**TEXTO**

##############################

Acrescento a carta pessoal que enviei a "Complot" em 6 de Junho:

 

Com o pedido de carta pessoal. Acabei de ler o seu blogue. Dou-lhe a minha palavra de honra que foi aí que obtive a notícia do sucedido. Quem é novo na blogosfera e muito velho noutras coisas, gosta da polémica, não teme, mas não sabe como responder a insinuações. Não conheço quem possa ser o tal rapaz. Não é, de maneira nenhuma, meu familiar, como já foi insinuado. Não  preciso de mandantes, assino e dou a cara. Garanto-lhe que se,  eventualmente, sou amigo do pai do tal rapaz, sou, de certeza, bem mais  amigo e de há muitos anos, do pai do Pedro Mexia, do tio do Pedro Mexia e  de mais familiares do Pedro Mexia, com quem tenho relações literárias,  científicas e amigas. Agradeço que não misture certas coisa que não podem ser misturadas. O Pedro Mexia não tinha o direito a mentir e não me parece   que, apesar das qualidades, possa ter abuso de poder quanto às suas   qualidades. Se me tivessem convidado teria muito prazer numa discussão  directa, mas não a façam nas minhas costas, com insinuações de comadres no lavadouro. Ataco ideias, não ataco pessoas e tenho o direito a usar a   palavra, com dureza, mas sem insultos, mesmo quando respondo a insultos.

##############################

**DADOS**
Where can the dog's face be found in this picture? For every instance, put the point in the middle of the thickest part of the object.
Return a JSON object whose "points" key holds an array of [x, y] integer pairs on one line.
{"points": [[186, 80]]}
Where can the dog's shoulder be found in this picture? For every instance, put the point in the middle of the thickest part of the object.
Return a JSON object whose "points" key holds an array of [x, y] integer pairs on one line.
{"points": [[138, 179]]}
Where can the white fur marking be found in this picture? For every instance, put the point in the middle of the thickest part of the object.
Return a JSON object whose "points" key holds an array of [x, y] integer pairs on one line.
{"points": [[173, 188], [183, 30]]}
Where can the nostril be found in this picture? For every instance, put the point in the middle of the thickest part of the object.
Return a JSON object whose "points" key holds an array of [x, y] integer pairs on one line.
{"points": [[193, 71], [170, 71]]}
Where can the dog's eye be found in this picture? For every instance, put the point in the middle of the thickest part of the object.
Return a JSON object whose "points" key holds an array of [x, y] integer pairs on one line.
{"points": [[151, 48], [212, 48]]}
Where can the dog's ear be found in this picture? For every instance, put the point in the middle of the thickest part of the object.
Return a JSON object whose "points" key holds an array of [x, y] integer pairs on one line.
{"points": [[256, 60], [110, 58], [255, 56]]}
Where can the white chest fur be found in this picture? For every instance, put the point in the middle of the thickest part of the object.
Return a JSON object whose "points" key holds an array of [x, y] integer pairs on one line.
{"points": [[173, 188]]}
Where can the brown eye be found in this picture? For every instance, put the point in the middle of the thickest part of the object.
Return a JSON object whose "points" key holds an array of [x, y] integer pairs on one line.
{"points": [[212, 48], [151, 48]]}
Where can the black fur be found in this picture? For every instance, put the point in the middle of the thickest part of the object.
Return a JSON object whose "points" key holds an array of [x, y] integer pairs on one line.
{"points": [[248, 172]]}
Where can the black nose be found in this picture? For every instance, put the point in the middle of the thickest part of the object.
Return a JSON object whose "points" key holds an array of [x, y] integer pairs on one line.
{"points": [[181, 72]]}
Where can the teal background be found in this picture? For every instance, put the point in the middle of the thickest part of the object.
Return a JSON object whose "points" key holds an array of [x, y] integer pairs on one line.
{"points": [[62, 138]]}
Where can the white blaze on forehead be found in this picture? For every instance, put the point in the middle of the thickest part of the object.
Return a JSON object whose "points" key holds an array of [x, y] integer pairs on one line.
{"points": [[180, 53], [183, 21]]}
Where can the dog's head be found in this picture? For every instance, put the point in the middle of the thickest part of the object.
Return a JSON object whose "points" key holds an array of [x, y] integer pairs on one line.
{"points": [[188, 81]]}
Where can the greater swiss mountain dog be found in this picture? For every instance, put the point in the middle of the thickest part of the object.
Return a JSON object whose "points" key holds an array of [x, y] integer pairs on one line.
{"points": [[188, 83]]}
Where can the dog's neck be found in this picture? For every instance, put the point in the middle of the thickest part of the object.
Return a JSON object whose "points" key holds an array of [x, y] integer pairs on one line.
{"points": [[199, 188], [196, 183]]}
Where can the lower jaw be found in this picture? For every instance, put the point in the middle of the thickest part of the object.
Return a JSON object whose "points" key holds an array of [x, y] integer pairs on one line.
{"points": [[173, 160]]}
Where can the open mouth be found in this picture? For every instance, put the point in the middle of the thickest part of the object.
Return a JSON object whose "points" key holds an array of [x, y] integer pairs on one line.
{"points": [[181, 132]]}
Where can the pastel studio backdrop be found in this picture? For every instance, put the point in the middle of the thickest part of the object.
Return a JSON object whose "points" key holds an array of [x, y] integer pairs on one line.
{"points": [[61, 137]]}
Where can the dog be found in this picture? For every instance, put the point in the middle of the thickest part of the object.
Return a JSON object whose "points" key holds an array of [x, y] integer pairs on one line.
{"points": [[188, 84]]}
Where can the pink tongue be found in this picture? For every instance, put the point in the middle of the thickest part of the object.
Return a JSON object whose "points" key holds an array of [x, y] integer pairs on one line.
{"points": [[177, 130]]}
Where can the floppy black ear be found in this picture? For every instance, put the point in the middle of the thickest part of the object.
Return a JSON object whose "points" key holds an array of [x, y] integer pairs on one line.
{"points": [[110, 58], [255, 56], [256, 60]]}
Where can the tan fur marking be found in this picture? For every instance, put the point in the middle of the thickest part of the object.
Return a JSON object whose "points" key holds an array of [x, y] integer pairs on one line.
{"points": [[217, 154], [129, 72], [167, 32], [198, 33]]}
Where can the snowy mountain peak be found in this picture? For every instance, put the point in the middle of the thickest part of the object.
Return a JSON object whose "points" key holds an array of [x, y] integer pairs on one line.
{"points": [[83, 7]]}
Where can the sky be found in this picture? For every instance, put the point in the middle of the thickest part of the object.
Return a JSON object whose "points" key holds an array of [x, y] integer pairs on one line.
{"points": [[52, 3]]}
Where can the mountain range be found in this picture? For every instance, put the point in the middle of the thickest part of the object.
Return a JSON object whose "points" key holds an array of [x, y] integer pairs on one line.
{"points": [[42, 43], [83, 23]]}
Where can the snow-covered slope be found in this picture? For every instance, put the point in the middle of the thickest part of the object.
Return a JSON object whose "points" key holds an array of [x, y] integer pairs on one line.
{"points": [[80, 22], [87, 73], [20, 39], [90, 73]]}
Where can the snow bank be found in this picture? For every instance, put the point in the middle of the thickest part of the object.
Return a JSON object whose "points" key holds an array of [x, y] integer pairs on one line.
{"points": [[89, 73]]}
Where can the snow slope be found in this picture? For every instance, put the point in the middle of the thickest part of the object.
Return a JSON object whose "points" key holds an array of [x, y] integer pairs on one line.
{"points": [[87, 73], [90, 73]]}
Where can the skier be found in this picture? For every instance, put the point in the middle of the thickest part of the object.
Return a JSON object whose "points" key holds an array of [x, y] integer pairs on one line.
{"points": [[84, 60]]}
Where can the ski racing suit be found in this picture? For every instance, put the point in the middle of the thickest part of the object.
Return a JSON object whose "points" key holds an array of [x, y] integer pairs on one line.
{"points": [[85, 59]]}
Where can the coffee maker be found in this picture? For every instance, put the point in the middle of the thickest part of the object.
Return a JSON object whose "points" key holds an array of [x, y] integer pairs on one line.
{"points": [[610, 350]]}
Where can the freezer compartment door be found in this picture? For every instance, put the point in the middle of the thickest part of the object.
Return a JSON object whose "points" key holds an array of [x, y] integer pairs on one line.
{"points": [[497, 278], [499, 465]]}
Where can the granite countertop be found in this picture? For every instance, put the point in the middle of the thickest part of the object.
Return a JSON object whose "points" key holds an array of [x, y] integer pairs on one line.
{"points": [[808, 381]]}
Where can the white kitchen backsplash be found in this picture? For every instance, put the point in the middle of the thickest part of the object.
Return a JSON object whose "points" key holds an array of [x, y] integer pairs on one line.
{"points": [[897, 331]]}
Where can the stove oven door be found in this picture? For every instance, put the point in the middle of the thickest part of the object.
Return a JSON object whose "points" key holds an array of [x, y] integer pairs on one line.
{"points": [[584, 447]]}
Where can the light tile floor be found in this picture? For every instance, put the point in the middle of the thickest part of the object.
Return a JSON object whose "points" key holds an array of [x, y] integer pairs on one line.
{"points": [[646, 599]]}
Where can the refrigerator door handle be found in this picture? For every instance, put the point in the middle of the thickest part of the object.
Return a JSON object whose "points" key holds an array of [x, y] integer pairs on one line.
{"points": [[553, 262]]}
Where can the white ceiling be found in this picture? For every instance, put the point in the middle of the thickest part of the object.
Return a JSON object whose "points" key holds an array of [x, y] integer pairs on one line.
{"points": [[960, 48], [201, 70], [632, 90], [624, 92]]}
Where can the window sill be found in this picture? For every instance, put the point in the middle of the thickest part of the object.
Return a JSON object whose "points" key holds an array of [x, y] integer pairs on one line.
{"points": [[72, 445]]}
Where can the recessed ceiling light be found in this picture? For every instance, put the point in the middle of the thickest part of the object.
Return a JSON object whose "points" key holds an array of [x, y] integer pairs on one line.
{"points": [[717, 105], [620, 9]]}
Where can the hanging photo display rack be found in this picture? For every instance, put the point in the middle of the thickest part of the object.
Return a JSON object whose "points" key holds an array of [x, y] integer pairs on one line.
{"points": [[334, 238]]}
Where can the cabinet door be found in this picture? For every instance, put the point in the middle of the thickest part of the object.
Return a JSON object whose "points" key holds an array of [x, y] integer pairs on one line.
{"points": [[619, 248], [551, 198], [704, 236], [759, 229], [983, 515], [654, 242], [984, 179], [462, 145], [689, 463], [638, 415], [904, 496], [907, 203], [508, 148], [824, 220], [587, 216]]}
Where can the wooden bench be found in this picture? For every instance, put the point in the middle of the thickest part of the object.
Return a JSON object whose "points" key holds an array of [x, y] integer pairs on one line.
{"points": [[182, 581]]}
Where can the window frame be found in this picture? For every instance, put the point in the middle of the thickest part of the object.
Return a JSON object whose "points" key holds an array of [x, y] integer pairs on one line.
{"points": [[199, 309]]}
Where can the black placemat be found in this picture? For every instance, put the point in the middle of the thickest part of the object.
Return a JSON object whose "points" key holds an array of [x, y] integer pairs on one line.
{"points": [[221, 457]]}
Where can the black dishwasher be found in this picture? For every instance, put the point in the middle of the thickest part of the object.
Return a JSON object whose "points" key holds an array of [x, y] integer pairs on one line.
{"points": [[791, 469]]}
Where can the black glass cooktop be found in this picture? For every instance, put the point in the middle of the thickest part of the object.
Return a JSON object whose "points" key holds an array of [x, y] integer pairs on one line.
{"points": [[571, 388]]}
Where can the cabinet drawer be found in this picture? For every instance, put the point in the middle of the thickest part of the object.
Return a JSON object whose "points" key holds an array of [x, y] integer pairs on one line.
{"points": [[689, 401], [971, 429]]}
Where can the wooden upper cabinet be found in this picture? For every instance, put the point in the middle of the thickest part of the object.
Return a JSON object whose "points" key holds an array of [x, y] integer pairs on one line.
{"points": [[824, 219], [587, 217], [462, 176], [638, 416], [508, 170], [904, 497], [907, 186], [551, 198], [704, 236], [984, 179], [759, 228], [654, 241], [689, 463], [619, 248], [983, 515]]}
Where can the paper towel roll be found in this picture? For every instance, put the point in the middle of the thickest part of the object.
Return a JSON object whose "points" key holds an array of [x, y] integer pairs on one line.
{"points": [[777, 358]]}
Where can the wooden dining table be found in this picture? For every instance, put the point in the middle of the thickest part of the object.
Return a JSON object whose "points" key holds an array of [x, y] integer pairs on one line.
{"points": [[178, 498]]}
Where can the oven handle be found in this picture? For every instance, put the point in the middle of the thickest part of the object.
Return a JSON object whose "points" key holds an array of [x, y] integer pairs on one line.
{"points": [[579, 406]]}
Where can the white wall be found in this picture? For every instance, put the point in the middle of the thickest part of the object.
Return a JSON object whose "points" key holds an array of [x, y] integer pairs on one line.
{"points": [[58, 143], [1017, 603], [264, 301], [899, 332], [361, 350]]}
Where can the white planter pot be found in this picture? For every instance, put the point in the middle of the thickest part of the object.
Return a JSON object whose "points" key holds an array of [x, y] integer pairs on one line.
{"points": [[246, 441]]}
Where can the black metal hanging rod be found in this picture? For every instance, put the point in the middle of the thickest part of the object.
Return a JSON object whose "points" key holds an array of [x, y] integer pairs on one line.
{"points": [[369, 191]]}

##############################

**TAREFA 1**
Diga se cada afirmação combina com a carta, respondendo sim ou não e citando as palavras da carta que decidem. (a) O autor é parente do rapaz mencionado. (b) A carta foi enviada em 6 de junho. (c) O autor afirma que ataca pessoas, e não ideias.
**TAREFA 2**
Responda com base na carta:
(a) A quem a carta foi enviada?
(b) Onde o autor diz ter ficado sabendo do sucedido?
(c) Que tipo de relações o autor diz ter com os familiares de Pedro Mexia?

**RESULTADO 1**
(a) Não: «Não é, de maneira nenhuma, meu familiar».
(b) Sim: «em 6 de Junho».
(c) Não: «Ataco ideias, não ataco pessoas».

**RESULTADO 2**
(a) A "Complot".
(b) No blogue do destinatário.
(c) Relações literárias, científicas e amigas.